Dataset records:
----

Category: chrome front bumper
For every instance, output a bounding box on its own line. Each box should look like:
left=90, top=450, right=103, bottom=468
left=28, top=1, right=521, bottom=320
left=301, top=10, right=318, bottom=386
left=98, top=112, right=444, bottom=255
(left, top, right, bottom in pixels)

----

Could you return every line of the listing above unchanged and in the same order?

Solution to the exercise:
Category: chrome front bumper
For every instance, output a bounding box on its own line. Each box should look like:
left=90, top=450, right=103, bottom=468
left=28, top=1, right=521, bottom=320
left=301, top=10, right=318, bottom=386
left=98, top=112, right=444, bottom=255
(left, top, right, bottom in pixels)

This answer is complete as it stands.